Set down, word for word, the passage of the Tesseract forum thread below from "has anyone a" to "helpful error messages?".

== EXTRACT ==

Thiago Alessio Pereira
@thiagoalessio
/all ANOUNCEMENT: Important security fix addressed in version 2.9.3, please make sure y'all update it to stay secure.
skynettsoftware
@skynettsoftware
Hi - thanks for the great library. Ive been looking through the docs and code but cant seem to find anything about outputting to multiple streams (like PDF and TXT) or re-using the same instance so it doesnt need to process the image more than once?
JPMulder
@JPMulder
Hi, I'm new to Tesseract, Got it all setup and working, Id like to know if I can convert image with Monospaced text and columns as a csv file for importing into my db. I can do a text file but it look a bit unusable for a db import.
zlanich
@zlanich
Hey all! I'm very new to Tesseract, and I intend to use it to convert reports with rows of tabular data into usable text that I can sift through with regex, etc to produce records to insert into a database (I know, probably common). I'm having a hard time figuring out where to start in the learning process. Does anyone have any suggestions for what I should research? I'm very unfamiliar with OCR terminology, so I'm even having a hard time Googling how to do things and reading through docs, because even with nearly 10yrs of heavy software experience, the docs are kind of a foreign language to me atm. Any help would be very appreciated!
zlanich
@zlanich
Here's an example of me tossing a document into it and watching not-so-usable gobbledegook come out the other end, lol: http://admin.ocr.test/ocr
Angelos
@AngelosNaoumis
hello, can I host my php code in cpanel and have tesseract installed in my windows and still be able to run it? Because I tried with the explained procedure but I get err The command "tesseract" was not found, while I can still run cmd and tesseract commands fine locally in my cmd
Iip Muhamad Ikbal
@iipmuhamadikbal
Hi
can it be ocr by image url?
tesseract
yshyp
@yshyp
Fatal error: Uncaught Error: Class 'thiagoalessio\TesseractOCR\TesseractOCR' not found in H:\env\htdocs\tesrr\test.php:4 Stack trace: #0 {main} thrown in H:\env\htdocs\tesrr\test.php on line 4
getting error
am new to tessaract
please help
Mateus Cirino
@mateus-cirino
@yshyp
image.png
Robert Eichholtz
@eichie

Hi, i have a question .. and i wonder why it happens .. i became these error message:

Error! The command did not produce any output.

Generated command:

"tesseract" "/my/path/pdf-5efa072583fb18.61443940.png" "/tmp/ocrLtBUjw" -l deu -psm 0

Returned message:

Tesseract Open Source OCR Engine v3.04.01 with Leptonica

has anyone a hint for me? .. thank you :-)

Thiago Alessio Pereira
@thiagoalessio
@eichie have you tried to run that same command directly on the command line to see if shows more helpful error messages?

===
== LISTED RECORDS ==

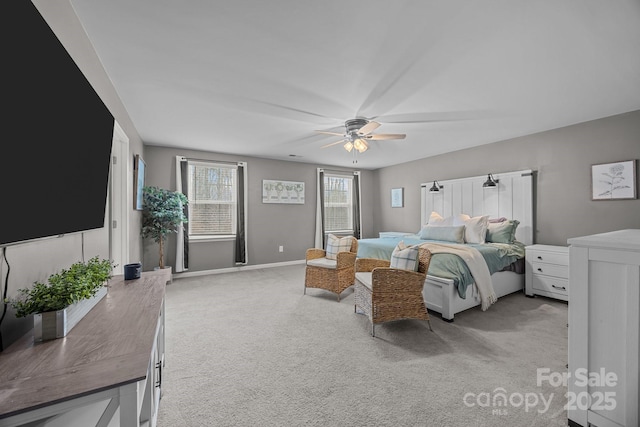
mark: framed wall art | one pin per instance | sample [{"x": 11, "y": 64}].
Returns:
[
  {"x": 614, "y": 181},
  {"x": 274, "y": 191},
  {"x": 397, "y": 197},
  {"x": 138, "y": 185}
]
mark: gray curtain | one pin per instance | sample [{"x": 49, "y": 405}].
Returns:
[
  {"x": 241, "y": 249},
  {"x": 356, "y": 205},
  {"x": 321, "y": 198},
  {"x": 184, "y": 173}
]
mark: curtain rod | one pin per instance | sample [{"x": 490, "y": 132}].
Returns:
[
  {"x": 339, "y": 171},
  {"x": 211, "y": 161}
]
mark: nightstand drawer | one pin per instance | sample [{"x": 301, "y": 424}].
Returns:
[
  {"x": 550, "y": 257},
  {"x": 559, "y": 271},
  {"x": 551, "y": 284}
]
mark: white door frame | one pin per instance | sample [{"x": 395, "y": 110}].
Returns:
[{"x": 120, "y": 200}]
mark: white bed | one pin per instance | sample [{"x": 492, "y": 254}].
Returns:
[{"x": 513, "y": 199}]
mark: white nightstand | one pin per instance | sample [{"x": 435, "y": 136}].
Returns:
[
  {"x": 395, "y": 234},
  {"x": 547, "y": 271}
]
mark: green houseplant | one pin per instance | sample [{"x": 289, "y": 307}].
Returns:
[
  {"x": 79, "y": 282},
  {"x": 162, "y": 214}
]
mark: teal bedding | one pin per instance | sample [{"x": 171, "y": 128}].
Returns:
[{"x": 447, "y": 266}]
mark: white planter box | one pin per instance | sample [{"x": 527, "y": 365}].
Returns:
[{"x": 57, "y": 324}]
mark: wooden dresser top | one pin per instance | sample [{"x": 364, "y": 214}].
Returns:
[{"x": 109, "y": 347}]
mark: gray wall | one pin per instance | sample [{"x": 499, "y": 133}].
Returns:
[
  {"x": 269, "y": 225},
  {"x": 562, "y": 159}
]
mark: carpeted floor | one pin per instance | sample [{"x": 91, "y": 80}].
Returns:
[{"x": 249, "y": 349}]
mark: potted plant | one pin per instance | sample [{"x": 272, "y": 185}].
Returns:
[
  {"x": 162, "y": 214},
  {"x": 60, "y": 303}
]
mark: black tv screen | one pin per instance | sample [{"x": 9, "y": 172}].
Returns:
[{"x": 58, "y": 134}]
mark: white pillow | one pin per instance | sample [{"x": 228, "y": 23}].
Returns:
[
  {"x": 405, "y": 257},
  {"x": 337, "y": 244},
  {"x": 475, "y": 229}
]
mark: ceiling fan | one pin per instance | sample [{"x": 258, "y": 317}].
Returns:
[{"x": 358, "y": 132}]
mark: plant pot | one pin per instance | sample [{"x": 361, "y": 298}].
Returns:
[
  {"x": 57, "y": 324},
  {"x": 166, "y": 268}
]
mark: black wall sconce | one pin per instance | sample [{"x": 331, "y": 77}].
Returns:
[
  {"x": 436, "y": 187},
  {"x": 490, "y": 182}
]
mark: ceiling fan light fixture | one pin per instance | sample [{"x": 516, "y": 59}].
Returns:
[{"x": 360, "y": 145}]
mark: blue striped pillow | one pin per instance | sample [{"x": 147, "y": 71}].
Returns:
[{"x": 405, "y": 257}]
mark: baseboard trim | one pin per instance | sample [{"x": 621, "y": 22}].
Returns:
[{"x": 186, "y": 274}]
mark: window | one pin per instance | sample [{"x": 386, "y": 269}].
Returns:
[
  {"x": 338, "y": 204},
  {"x": 212, "y": 196}
]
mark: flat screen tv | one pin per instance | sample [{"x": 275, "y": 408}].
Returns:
[{"x": 57, "y": 136}]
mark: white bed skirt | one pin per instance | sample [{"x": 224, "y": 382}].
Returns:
[{"x": 441, "y": 295}]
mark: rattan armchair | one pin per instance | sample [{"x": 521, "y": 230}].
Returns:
[
  {"x": 384, "y": 293},
  {"x": 331, "y": 275}
]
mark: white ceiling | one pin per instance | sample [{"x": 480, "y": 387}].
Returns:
[{"x": 258, "y": 77}]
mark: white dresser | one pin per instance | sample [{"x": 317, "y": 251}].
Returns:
[
  {"x": 604, "y": 335},
  {"x": 547, "y": 271}
]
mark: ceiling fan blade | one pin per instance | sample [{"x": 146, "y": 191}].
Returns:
[
  {"x": 333, "y": 143},
  {"x": 368, "y": 128},
  {"x": 383, "y": 136},
  {"x": 330, "y": 133}
]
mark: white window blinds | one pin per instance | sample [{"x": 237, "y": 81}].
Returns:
[
  {"x": 212, "y": 199},
  {"x": 338, "y": 203}
]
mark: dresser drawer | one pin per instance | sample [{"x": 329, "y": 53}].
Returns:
[
  {"x": 551, "y": 284},
  {"x": 550, "y": 257},
  {"x": 559, "y": 271}
]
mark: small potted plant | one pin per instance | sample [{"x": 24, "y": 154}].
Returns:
[
  {"x": 162, "y": 214},
  {"x": 60, "y": 303}
]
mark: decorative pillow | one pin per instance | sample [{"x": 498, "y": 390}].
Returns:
[
  {"x": 501, "y": 219},
  {"x": 502, "y": 232},
  {"x": 436, "y": 220},
  {"x": 337, "y": 244},
  {"x": 446, "y": 234},
  {"x": 475, "y": 229},
  {"x": 405, "y": 257}
]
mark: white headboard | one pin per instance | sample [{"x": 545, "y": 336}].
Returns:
[{"x": 512, "y": 199}]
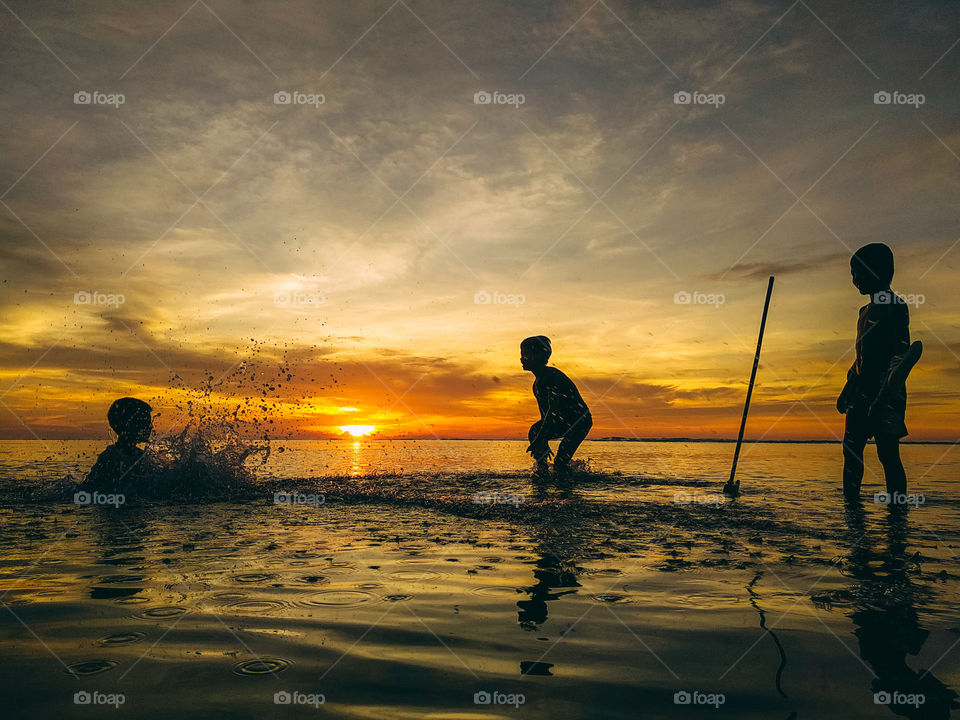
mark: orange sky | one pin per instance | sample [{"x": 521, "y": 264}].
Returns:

===

### ANSWER TO THIS TASK
has anyone a hint for me? .. thank you :-)

Thiago Alessio Pereira
@thiagoalessio
@eichie have you tried to run that same command directly on the command line to see if shows more helpful error messages?